═══ Page extract ═══

Lesson: What Was It Like?

Connecting Language Arts and Social Studies to Civics

Students will participate in a fun historical game about the History of San Mateo County to earn the designation of History Buff.  They will use the information that they gather to begin a research project about the History of San Mateo County.  This project is intended to continue with the City Spotlight lesson and culminate with the County Chronicles project.

 

Grade Levels: 3rd- 8th

 

Objectives

 

Time: two to three class sessions (approx.)

 

Materials

What Was It Like? Worksheets

Paper & pencils for research

Sticky note pads (at least 5 pads)

Chart paper

 

Procedure:

1.     Instruct students that they will be taking a journey into the past of San Mateo County. Introduce them to the What Was It Like? section of the Kids’ Corner website and explain that they will play the history game so that they can become “History Buffs” just like Burt.  Have the students work in teams and instruct them to take notes so that they can answer the History Buff questions when they have completed the game.  They will also be required to report back their findings.

 

2.     Once students have completed the game, have them circle the correct responses on the What Was It Like worksheets.  Create a fun way to celebrate your new class of History Buffs!

 

3.     Have student research teams report back additional facts about San Mateo County history that they learned.  Have students record individual facts on sticky paper to place on a large piece of chart paper that will be used for data gathering (chart paper title: “What We Know about San Mateo History”). As a class, brainstorm ways to further categorize the facts (e.g. Native American, Mission and Ranchos, Gold Rush, etc.).  You can also create a timeline to place the facts into. (Note: Keep this collection of historical facts so that you can add to it in the City Spotlight lesson and use it for the County Chronicles project.

═══

▸ To do:
• a. Translate this sentence from the lesson plan into Spanish: "They will use the information that they gather to begin a research project about the History of San Mateo County."
• b. Answer these questions using the lesson plan:
(i) Which grade levels is the lesson intended for?
(ii) At least how many sticky note pads are needed?
(iii) What title should go on the chart paper used for data gathering?

═══ Listed records ═══

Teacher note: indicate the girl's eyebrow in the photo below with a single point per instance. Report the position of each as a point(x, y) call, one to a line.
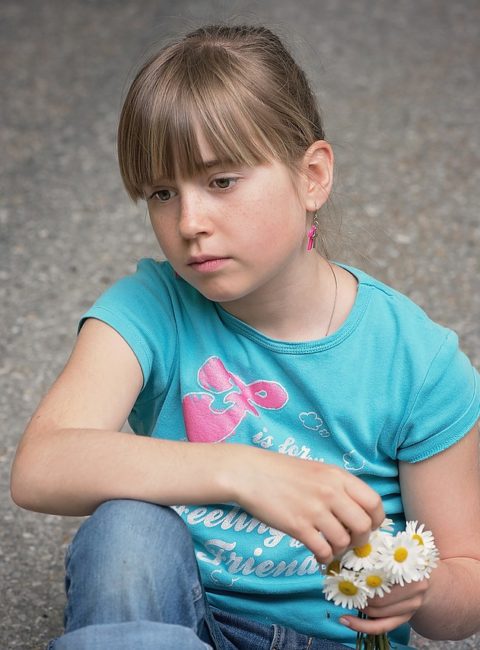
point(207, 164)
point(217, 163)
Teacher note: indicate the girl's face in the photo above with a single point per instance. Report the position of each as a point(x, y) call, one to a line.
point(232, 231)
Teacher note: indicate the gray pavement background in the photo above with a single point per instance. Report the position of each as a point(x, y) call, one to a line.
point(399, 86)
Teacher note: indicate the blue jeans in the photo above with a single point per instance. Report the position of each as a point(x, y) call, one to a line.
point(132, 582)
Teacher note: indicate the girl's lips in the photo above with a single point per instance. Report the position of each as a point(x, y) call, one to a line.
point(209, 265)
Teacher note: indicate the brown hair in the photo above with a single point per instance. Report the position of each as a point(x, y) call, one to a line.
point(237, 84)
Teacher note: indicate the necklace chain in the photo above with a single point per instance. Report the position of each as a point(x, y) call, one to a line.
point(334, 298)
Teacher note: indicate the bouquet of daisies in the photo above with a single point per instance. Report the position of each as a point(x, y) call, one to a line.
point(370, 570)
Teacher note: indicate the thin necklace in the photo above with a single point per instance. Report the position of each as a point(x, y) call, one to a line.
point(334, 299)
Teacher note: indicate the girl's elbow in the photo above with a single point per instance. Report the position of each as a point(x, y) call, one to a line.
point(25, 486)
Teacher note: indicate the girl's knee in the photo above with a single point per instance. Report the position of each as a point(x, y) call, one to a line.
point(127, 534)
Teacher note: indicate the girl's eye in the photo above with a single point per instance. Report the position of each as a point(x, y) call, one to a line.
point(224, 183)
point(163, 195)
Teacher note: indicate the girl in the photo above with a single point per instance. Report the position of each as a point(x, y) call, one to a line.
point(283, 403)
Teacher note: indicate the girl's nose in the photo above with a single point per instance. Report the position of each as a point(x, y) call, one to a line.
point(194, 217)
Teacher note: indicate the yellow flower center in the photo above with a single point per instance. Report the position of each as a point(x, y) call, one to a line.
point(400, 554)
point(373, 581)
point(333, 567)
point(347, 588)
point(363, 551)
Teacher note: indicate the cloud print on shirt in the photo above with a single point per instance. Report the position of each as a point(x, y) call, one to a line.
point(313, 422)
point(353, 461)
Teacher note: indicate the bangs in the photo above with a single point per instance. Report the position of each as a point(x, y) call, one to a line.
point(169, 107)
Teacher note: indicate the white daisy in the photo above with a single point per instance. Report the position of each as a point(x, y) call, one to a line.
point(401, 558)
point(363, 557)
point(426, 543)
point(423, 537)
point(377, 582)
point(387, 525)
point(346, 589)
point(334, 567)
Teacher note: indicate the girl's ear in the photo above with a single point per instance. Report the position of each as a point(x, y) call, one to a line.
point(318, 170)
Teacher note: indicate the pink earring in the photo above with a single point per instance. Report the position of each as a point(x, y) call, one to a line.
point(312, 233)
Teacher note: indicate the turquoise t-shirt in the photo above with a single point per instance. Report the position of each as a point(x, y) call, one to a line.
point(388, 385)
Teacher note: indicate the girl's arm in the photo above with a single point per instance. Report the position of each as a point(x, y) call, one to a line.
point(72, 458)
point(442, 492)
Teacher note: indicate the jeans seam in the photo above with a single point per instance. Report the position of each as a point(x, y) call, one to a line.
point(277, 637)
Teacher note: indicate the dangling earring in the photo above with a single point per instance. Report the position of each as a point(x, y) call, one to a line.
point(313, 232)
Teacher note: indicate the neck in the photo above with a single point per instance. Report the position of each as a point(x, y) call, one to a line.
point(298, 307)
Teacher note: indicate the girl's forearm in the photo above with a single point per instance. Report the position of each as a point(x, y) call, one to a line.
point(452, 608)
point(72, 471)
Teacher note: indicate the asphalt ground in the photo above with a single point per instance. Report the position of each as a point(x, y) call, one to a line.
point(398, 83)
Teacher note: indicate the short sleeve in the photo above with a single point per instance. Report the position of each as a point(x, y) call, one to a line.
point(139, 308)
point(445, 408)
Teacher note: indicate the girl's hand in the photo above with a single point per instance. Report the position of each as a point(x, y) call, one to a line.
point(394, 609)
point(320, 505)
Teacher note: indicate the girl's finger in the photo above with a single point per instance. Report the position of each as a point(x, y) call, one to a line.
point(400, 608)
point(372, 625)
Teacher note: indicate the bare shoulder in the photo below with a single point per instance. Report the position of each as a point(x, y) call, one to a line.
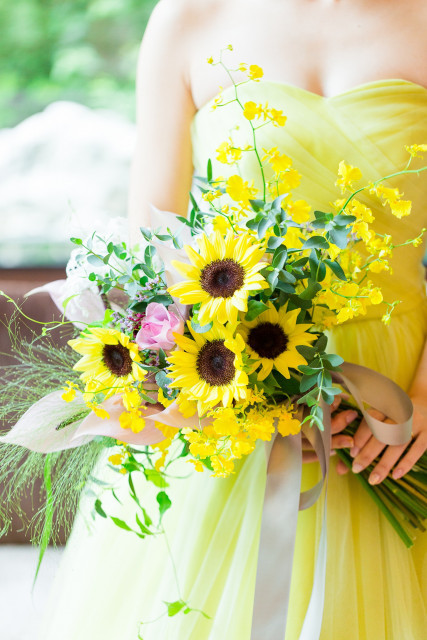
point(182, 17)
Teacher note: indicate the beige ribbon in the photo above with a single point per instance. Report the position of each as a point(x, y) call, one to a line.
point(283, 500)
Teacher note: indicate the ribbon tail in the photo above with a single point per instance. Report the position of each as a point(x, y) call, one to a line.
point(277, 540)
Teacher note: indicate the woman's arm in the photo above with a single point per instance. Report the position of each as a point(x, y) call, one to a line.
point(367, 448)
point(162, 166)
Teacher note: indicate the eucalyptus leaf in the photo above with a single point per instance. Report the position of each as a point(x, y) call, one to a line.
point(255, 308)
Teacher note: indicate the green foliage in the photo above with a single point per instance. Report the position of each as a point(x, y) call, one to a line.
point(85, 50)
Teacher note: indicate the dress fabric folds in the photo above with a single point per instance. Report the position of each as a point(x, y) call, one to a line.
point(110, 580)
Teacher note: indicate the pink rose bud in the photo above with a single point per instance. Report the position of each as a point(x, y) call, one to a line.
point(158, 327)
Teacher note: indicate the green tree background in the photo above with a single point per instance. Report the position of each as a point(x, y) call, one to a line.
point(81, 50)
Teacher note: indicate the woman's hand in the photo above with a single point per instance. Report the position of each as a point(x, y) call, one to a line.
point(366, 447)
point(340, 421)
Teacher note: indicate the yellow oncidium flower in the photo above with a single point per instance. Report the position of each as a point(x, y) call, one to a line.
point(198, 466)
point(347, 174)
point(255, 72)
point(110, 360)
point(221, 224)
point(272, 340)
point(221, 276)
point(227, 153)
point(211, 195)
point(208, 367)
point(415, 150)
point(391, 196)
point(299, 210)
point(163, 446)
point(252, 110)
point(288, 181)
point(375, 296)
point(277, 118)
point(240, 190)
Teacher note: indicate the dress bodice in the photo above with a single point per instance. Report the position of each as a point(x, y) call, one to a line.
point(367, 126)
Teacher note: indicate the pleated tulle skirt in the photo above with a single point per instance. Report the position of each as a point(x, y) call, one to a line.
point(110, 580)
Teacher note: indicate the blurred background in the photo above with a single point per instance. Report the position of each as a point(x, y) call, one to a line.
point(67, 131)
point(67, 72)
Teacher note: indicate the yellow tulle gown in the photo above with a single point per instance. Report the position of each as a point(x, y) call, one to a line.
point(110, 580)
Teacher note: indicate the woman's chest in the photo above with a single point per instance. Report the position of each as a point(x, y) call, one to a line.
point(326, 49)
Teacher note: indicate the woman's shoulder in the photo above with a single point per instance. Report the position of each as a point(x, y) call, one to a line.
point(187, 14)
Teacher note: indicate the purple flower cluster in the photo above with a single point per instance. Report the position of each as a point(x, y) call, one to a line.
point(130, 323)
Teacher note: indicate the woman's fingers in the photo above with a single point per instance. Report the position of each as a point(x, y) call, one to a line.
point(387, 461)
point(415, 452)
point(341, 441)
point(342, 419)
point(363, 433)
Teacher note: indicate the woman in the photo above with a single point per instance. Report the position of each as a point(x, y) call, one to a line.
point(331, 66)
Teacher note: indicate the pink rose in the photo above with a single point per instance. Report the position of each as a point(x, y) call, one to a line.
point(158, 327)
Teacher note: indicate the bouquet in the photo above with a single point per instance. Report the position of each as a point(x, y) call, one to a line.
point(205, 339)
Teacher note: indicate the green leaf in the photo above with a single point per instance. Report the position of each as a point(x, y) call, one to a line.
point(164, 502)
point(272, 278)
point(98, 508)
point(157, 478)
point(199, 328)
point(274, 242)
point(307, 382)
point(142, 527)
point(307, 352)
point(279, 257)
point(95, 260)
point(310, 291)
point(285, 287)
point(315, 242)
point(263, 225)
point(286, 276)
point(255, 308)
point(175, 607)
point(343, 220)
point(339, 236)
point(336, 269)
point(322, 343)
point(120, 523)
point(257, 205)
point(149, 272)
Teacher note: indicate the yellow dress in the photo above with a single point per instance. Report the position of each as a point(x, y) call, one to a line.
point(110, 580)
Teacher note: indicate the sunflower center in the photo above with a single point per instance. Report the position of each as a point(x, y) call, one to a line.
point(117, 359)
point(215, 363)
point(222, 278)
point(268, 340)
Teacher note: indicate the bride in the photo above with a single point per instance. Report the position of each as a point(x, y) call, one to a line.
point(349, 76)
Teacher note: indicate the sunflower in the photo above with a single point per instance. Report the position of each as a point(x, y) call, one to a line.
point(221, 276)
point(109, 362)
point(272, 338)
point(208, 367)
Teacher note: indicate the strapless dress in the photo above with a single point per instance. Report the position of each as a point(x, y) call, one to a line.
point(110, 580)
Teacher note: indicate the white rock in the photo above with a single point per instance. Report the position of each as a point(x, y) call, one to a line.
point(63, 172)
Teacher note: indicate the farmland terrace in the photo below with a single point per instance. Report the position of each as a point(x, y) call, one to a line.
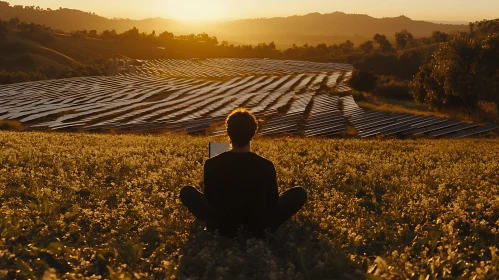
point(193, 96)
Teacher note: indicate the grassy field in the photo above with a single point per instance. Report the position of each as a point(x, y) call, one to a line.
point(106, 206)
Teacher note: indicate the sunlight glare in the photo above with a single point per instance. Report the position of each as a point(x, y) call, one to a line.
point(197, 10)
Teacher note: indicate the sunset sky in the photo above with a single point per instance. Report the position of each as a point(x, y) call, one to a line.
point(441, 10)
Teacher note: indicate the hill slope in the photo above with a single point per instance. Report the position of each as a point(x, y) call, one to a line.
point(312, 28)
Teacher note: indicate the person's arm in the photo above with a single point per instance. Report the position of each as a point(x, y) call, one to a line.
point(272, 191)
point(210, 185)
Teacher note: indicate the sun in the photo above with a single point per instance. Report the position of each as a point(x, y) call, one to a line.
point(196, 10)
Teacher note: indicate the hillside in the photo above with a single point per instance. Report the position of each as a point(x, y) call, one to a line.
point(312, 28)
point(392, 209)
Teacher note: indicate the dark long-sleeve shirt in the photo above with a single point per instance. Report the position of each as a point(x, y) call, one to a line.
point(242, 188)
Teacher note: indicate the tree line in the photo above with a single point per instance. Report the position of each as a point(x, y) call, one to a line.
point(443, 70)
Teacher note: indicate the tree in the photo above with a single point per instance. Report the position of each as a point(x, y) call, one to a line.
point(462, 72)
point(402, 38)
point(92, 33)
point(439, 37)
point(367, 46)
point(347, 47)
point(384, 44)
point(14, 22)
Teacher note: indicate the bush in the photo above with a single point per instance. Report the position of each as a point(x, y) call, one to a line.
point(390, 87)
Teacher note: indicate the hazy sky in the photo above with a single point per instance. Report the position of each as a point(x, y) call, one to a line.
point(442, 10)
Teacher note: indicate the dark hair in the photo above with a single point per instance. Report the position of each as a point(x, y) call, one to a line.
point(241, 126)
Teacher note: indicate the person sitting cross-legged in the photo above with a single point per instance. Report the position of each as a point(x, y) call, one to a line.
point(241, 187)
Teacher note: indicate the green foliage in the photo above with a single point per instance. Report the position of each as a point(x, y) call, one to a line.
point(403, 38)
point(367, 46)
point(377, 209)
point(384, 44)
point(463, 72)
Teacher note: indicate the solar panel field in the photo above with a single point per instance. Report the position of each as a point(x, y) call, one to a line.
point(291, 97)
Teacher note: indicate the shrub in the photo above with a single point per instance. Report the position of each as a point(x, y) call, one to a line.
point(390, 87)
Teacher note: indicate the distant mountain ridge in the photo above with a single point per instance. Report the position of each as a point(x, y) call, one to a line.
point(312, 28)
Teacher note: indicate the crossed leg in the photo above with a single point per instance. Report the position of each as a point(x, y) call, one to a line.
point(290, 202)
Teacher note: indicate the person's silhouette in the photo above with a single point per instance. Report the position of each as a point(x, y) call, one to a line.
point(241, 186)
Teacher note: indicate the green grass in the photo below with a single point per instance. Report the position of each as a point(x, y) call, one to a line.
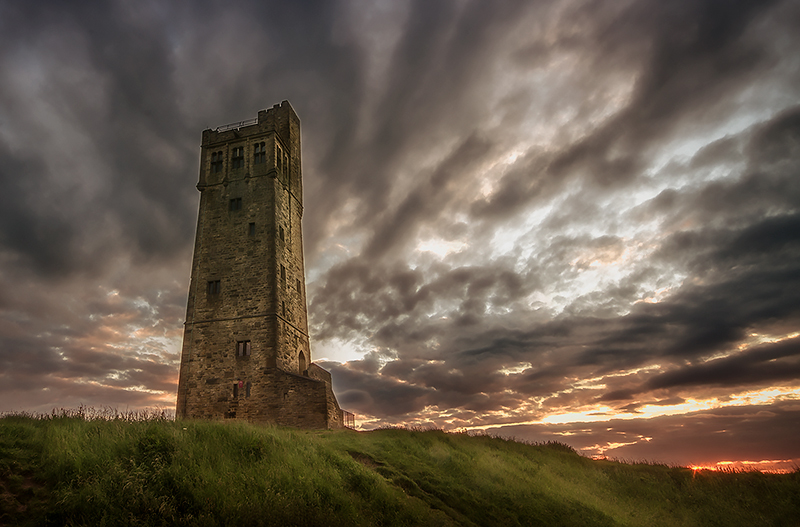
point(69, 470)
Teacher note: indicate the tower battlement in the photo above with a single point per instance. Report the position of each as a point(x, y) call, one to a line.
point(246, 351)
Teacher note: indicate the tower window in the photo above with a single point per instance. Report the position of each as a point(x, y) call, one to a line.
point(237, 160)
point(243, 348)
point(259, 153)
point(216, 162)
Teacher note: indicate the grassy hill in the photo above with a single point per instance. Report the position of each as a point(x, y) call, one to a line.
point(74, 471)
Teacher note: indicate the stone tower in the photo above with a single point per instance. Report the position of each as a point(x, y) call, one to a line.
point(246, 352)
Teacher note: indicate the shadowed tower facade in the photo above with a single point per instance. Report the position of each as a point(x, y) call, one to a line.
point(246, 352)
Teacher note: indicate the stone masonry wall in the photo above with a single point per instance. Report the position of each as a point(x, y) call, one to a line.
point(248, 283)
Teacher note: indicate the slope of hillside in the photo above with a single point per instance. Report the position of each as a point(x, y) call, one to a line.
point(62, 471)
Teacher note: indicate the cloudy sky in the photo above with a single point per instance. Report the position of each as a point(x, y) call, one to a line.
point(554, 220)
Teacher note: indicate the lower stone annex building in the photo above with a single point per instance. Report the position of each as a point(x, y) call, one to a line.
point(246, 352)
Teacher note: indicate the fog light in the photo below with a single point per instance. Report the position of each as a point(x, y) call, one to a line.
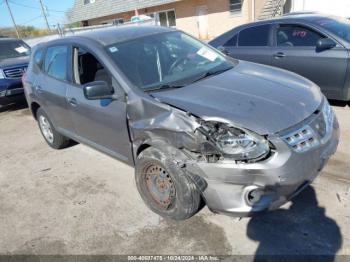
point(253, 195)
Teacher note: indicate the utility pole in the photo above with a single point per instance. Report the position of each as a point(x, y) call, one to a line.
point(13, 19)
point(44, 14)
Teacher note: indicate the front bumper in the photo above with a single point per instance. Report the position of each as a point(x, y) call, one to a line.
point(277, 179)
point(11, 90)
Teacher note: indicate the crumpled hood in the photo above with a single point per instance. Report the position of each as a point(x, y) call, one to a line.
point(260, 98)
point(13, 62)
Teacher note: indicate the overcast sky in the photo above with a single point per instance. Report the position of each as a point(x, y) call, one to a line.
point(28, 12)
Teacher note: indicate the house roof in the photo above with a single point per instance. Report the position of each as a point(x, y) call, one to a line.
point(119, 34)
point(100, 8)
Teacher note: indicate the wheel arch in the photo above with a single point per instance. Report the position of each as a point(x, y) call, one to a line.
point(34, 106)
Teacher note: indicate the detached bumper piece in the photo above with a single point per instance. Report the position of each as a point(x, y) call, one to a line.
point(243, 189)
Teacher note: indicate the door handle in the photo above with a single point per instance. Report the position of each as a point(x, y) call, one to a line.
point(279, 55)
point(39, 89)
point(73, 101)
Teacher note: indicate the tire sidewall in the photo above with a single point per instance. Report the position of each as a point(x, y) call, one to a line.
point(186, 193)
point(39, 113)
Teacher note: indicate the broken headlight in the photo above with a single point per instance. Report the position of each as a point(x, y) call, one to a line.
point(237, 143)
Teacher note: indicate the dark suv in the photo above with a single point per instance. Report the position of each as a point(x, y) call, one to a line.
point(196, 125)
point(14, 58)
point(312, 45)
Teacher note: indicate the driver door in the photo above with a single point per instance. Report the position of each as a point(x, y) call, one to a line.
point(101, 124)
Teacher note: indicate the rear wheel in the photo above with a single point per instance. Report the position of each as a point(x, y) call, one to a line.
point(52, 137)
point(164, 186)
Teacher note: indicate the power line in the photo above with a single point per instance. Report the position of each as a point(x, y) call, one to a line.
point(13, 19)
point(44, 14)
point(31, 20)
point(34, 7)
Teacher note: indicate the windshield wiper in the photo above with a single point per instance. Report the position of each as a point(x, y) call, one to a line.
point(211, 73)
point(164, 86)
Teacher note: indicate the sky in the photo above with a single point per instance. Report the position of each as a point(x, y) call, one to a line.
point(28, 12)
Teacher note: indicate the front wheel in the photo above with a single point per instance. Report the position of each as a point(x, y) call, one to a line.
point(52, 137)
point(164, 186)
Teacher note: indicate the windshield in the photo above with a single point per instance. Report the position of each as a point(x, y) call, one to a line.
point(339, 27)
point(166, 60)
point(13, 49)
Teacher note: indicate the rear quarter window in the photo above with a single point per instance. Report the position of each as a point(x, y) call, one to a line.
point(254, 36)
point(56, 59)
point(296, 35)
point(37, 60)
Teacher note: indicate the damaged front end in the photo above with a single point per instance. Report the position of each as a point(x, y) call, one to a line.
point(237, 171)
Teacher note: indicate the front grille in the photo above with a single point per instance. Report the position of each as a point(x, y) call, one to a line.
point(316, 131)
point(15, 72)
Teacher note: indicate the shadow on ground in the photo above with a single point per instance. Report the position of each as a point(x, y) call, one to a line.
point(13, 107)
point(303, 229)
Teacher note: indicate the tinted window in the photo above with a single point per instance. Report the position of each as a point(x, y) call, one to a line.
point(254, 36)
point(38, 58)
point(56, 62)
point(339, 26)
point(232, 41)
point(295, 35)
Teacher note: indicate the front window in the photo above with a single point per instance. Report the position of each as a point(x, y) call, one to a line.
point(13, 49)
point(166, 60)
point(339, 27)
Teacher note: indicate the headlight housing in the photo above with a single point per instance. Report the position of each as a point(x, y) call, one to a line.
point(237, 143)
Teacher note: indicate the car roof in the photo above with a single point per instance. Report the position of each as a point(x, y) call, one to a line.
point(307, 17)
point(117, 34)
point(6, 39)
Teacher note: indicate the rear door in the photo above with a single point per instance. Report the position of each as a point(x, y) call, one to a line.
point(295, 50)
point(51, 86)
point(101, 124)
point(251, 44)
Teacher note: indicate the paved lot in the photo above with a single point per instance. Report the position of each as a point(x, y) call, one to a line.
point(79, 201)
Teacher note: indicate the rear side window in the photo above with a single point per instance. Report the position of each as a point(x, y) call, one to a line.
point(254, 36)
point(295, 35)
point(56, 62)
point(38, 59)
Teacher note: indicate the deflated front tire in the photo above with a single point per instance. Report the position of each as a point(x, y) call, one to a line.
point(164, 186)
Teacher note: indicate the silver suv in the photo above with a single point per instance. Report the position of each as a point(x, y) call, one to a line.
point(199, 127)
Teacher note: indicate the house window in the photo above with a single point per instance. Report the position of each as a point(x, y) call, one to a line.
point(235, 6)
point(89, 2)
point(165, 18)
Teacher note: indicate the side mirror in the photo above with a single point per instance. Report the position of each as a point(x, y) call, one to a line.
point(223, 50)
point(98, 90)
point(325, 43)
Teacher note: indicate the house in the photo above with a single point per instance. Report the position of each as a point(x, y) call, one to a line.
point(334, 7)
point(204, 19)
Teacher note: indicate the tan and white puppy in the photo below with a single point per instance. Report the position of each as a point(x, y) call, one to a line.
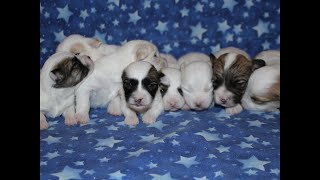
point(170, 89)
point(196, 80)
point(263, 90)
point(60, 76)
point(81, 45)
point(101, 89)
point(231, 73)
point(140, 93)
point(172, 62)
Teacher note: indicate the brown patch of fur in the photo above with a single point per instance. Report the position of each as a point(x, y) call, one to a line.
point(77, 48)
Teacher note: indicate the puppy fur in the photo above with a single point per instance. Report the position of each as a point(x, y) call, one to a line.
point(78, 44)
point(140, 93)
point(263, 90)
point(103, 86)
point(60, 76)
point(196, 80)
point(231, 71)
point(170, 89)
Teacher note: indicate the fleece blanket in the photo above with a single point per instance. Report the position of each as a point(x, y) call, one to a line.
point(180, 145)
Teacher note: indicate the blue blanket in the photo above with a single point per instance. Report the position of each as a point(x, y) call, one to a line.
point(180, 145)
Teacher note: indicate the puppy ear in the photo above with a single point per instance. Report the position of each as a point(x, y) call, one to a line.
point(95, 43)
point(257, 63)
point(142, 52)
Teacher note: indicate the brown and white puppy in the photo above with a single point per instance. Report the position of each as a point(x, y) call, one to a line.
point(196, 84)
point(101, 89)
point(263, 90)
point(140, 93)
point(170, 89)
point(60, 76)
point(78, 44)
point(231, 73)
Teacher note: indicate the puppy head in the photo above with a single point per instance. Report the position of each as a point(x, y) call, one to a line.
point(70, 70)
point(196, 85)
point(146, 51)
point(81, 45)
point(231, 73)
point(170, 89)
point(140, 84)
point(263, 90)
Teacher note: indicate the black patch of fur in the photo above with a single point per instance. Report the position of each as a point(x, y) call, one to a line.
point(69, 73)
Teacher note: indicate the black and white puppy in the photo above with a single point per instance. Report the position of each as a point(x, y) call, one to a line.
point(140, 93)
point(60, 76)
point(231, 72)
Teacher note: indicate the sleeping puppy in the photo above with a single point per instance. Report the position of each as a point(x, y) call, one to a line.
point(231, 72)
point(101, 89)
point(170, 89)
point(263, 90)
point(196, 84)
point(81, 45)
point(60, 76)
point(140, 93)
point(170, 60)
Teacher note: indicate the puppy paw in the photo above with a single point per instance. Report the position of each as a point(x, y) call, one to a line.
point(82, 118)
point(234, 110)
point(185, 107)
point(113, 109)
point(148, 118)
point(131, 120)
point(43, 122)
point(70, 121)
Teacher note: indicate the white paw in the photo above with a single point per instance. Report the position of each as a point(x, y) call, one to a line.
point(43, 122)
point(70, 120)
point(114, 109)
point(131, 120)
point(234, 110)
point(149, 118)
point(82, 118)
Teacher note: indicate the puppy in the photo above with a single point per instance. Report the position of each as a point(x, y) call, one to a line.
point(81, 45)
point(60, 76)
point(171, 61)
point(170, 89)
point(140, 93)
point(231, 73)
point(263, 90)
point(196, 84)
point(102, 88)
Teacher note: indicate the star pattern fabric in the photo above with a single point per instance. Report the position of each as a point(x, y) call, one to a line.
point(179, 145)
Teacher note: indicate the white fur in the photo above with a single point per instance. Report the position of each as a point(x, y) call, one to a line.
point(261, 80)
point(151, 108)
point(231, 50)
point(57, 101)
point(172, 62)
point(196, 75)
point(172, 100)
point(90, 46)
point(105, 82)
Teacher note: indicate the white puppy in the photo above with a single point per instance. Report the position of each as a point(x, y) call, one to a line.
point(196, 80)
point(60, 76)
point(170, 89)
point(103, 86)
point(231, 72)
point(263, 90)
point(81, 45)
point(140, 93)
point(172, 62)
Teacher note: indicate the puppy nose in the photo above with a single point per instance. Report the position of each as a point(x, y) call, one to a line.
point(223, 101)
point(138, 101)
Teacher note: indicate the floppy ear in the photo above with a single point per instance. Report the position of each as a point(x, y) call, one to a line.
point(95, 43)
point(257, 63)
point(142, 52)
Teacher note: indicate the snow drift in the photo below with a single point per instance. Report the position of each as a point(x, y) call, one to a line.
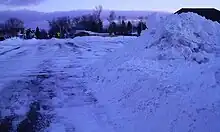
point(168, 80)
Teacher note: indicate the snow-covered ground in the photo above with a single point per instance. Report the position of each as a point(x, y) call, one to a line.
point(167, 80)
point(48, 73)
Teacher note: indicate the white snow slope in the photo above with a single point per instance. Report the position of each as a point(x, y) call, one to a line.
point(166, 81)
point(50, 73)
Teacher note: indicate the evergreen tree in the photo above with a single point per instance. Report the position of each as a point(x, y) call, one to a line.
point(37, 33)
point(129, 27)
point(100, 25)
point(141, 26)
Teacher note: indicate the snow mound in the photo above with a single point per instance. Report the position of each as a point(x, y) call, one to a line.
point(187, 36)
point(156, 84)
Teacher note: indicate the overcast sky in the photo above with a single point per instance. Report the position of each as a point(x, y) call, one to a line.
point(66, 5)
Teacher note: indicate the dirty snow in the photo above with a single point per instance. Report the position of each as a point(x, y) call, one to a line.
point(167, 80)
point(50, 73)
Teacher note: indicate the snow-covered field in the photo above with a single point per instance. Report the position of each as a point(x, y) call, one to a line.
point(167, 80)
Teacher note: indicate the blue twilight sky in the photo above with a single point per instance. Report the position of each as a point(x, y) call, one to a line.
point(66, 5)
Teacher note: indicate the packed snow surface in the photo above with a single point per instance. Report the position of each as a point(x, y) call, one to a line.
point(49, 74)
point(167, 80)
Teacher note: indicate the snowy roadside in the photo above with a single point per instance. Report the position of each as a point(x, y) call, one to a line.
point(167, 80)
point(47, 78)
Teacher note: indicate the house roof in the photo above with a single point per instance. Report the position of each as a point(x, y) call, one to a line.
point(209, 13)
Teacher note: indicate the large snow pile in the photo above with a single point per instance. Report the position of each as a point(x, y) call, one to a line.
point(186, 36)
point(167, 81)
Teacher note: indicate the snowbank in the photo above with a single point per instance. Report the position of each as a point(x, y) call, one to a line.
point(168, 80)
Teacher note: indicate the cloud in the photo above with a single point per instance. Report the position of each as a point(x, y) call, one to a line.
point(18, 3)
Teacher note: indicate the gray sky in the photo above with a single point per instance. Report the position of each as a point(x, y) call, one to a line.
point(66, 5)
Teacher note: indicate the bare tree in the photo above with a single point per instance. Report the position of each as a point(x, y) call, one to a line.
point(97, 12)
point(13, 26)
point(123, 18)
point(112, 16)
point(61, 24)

═══

▸ Full answers:
• a. Usarán la información que recopilen para comenzar un proyecto de investigación sobre la historia del condado de San Mateo.

• b.
(i) 3rd through 8th grade.
(ii) At least 5 pads.
(iii) "What We Know about San Mateo History"